• [Provided passage]:
--- Start ---
Reading Wireless Air Transmitter using Arduino

[-JD-]

I don't think it's likely that the alpha characters are used in the transmission. If they are, the computer ignores them as only the numeric is programmed into the DC when "pairing" to the transmitter.

That is currently the case (numeric-only filtering on the receiving computers) as far as I know, but if the prefixes are mapped into the transmission:

1. They could be filtered by some computer manufacturer with a new product, or even a software update.
2. The coding should be discovered for completeness of the data-stream documentation.

 

[rg422]

@rg422 what brand and alpha prefix were your transmitters?

Here is a photo of them:

One has a BM prefix, the other i don't know nothing is etched.

 

[TooCold]

Well, lots has gone on in this thread since I was fumbling around last year to figure out the modulation scheme. Pretty exciting! @MadUKDiver, brilliant job decoding the bit string. My interest (like the OP) is having a receiver to harvest pressure readings from all nearby tanks, on the surface and maybe underwater too. A standalone receiver/logger/display with alerts/alarms can have a more generous power budget, and so be more sensitive (greater range) and better noise immunity. If you were conducting a dive with students or new divers wouldn't you like a (reasonably cheap) way to keep tabs on everyone's air?

However, building xmit is interesting too - I hadn't thought of "hijacking" the signal to transmit other non-pressure data. That would be a reason for me to switch from bar to psi (cringe) to get the wider numerical scale.

Shouldn't need the DAC, just a port pin and bang out 38Khz square wave pulses into a suitable coil/ferrite antenna.
--- End ---
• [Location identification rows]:
--- Start ---
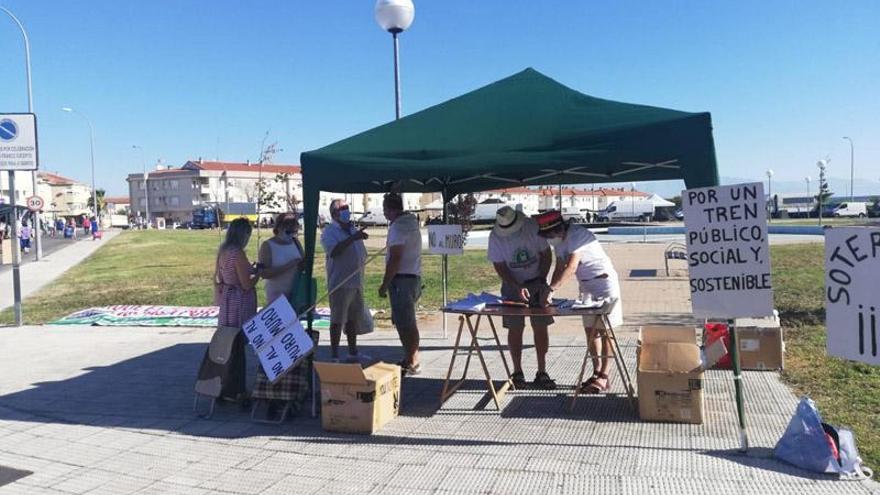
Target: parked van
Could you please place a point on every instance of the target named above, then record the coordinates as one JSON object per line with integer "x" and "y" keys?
{"x": 641, "y": 209}
{"x": 850, "y": 210}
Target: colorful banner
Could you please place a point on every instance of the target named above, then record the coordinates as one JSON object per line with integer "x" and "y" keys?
{"x": 161, "y": 316}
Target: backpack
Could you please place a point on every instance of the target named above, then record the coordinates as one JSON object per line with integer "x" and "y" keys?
{"x": 810, "y": 444}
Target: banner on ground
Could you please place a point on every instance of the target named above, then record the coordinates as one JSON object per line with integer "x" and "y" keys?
{"x": 278, "y": 338}
{"x": 728, "y": 251}
{"x": 445, "y": 239}
{"x": 160, "y": 316}
{"x": 852, "y": 269}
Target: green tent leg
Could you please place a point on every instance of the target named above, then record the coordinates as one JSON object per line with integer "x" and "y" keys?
{"x": 737, "y": 383}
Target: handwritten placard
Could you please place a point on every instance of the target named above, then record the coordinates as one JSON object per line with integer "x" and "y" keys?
{"x": 852, "y": 305}
{"x": 728, "y": 251}
{"x": 445, "y": 239}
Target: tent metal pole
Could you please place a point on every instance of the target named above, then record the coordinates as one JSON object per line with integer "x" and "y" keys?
{"x": 738, "y": 386}
{"x": 444, "y": 269}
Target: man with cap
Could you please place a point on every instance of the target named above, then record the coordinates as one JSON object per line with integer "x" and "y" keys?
{"x": 578, "y": 253}
{"x": 402, "y": 282}
{"x": 522, "y": 259}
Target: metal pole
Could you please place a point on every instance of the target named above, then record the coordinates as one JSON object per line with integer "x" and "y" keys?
{"x": 16, "y": 256}
{"x": 738, "y": 386}
{"x": 396, "y": 77}
{"x": 851, "y": 168}
{"x": 27, "y": 67}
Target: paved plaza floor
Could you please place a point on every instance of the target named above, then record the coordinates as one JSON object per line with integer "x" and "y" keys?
{"x": 109, "y": 410}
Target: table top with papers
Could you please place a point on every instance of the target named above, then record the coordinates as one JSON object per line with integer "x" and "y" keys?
{"x": 560, "y": 308}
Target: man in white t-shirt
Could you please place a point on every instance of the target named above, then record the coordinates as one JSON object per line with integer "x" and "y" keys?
{"x": 522, "y": 259}
{"x": 402, "y": 282}
{"x": 345, "y": 255}
{"x": 578, "y": 253}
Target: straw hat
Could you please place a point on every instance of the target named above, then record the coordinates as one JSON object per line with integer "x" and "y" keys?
{"x": 507, "y": 221}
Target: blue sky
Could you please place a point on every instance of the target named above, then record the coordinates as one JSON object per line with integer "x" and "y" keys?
{"x": 784, "y": 80}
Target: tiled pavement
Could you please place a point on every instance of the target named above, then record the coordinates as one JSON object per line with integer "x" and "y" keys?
{"x": 109, "y": 410}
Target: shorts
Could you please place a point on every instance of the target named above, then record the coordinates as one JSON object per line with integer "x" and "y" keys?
{"x": 513, "y": 294}
{"x": 347, "y": 308}
{"x": 598, "y": 288}
{"x": 404, "y": 293}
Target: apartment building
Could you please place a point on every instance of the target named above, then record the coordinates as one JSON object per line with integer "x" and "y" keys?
{"x": 174, "y": 192}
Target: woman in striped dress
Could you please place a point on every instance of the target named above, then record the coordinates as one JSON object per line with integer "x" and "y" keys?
{"x": 235, "y": 279}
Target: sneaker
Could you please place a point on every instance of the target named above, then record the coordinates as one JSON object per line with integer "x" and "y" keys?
{"x": 519, "y": 380}
{"x": 543, "y": 381}
{"x": 412, "y": 370}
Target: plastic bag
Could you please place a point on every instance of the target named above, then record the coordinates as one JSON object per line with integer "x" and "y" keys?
{"x": 810, "y": 444}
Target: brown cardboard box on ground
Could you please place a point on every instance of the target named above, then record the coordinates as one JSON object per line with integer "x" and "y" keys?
{"x": 670, "y": 375}
{"x": 760, "y": 344}
{"x": 358, "y": 400}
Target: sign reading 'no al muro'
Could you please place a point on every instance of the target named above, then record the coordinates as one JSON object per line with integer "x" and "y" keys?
{"x": 728, "y": 251}
{"x": 852, "y": 269}
{"x": 278, "y": 338}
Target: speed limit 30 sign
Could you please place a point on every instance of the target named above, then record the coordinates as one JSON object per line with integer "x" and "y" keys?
{"x": 35, "y": 203}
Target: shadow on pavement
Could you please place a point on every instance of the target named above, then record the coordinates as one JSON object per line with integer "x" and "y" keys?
{"x": 762, "y": 458}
--- End ---
• [What is being asked]: From the forum thread on reading a wireless air transmitter with an Arduino, duplicate the part that opens with the words containing "2. The coding" and closes with "were your transmitters?". These rows were taken from a different source.

• [Task result]:
2. The coding should be discovered for completeness of the data-stream documentation.

 

[rg422]

@rg422 what brand and alpha prefix were your transmitters?